**Texte fourni**:
__________________________________________________
La crise politique majeure que vit Madagascar s’additionne à une catastrophe naturelle, le passage d’une tempête tropicale baptisée Kesiny, pour créer les conditions d’un désastre économique et humanitaire. Une action militaire à l’initiative du président Marc Ravalomanana semble désormais inévitable pour que les deux parties opposées cessent de se regarder en chiens de faïence.
Depuis le 17 mai, le camp du président élu de Madagascar change de ton et de stratégie dans la gestion de la crise que traverse le pays. Les grèves de fonctionnaires, l’occupation des ministères, l’installation pacifique des ministres dans leurs fonction et lieu de travail, le ralliement d’une majorité de l’armée montrent aujourd’hui ses limites. Ces différentes mesures ont isolé le président sortant Didier Ratsiraka dans son entêtement à refuser l’élection dès le premier tour de la présidentielle de son rival Marc Ravalomanana. Ses fidèles et lui, en se retirant de Toamasina, principal port du pays, organisent à leur tour l’isolement de la capitale Antananarivo, fief de Marc Ravalomanana. Les barrages érigés et contrôlés par les pro-Ratsiraka empêchent tout approvisionnement de la ville et de la province d’Antananarivo qui n’ont aucune façade maritime.

Les gouverneurs de provinces pro-Ratsiraka, participent à l’asphyxie d’Antananarivo, mais proclament l’indépendance de leur province respective: Mahanjaga, Antsiranana, Toamasina et Toliara. Ils se définissent dans un nouvel ensemble confédéral ayant pour capitale Toamasina. Les provinces de Fianarantsoa et d’Antananarivo constituent le bloc favorable à Marc Ravalomanana. La province de Fianarantsoa offrant sa façade maritime ne vainc pas entièrement le blocus dont est victime la capitale. Son principal port Manakara n’est qu’un port de cabotage, contrairement à Toamasina spécialisé en navigation au long cours. Les produits manufacturés et le carburant alimentant toute l’île y transitent, d’où son importance l’économie malgache.
__________________________________________________
**Données disponibles**:

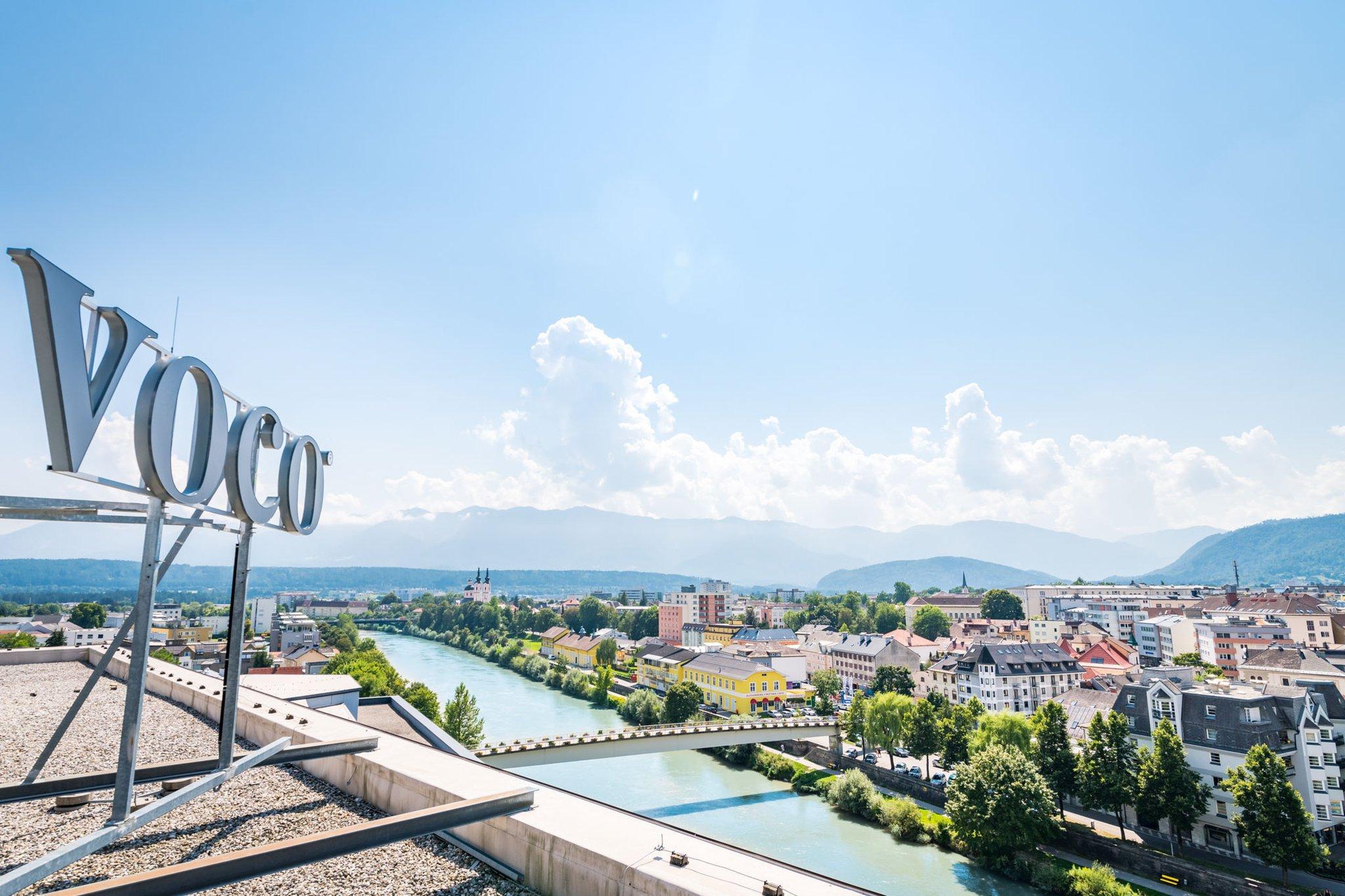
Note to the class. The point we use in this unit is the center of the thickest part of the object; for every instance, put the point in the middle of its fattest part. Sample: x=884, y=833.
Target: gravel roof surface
__________________________________________________
**Série d'exercices**:
**1)** Indiquez si chacune des affirmations suivantes est conforme au texte sur la crise à Madagascar, en répondant par oui ou par non et en citant les mots du texte qui tranchent. (a) Les barrages tenus par les pro-Ratsiraka empêchent l’approvisionnement d’Antananarivo. (b) Le port de Manakara est spécialisé en navigation au long cours. (c) La province de Fianarantsoa appartient au bloc favorable à Didier Ratsiraka.
**2)** Poursuivez le texte sur la crise à Madagascar à la suite de sa dernière phrase.

**Résultats des exercices**:
**1)**
(a) Oui : « Les barrages érigés et contrôlés par les pro-Ratsiraka empêchent tout approvisionnement de la ville et de la province d’Antananarivo »
(b) Non : « Son principal port Manakara n’est qu’un port de cabotage, contrairement à Toamasina spécialisé en navigation au long cours. »
(c) Non : « Les provinces de Fianarantsoa et d’Antananarivo constituent le bloc favorable à Marc Ravalomanana. »

**2)**
Approvisionnement chaotique

Depuis le début de la crise, le prix de certains produits a été multiplié par quatre. L’essence est aujourd’hui à 25.000 francs malgaches le litre (3,81 euros). La pénurie favorise un marché noir et déstabilise l’économie locale. La course de taxi est passée de 10.000 FM (1,52 euros) à 50.000 FM (7,52 euros) clouant au garage la plupart des taxis de la ville. Seul le transport en commun par des mini bus assure encore des liaisons inter-urbaines et inter-villes. Cette activité est maintenue par le seule volonté de l’administration Ravalomanana qui a recours maintenant au stock stratégique de l’Etat pour parer au plus urgent. L’Office malgache des hydrocarbures (OMH) procède aujourd’hui à une répartition par quota de ce stock en fonction des besoins et privilégiant les hôpitaux. De fait la distribution d’énergie et d’eau courante dans certaines communes isolées n’est plus que partiellement assurée. Même la capitale Antananarivo n’est pas épargnée et subit des délestages tous les jours entre 17h30 et 20h30 et de manière tournante dans les différents quartiers. Selon certaines prévisions, la capitale ne pourrait vivre ainsi que quelques jours encore.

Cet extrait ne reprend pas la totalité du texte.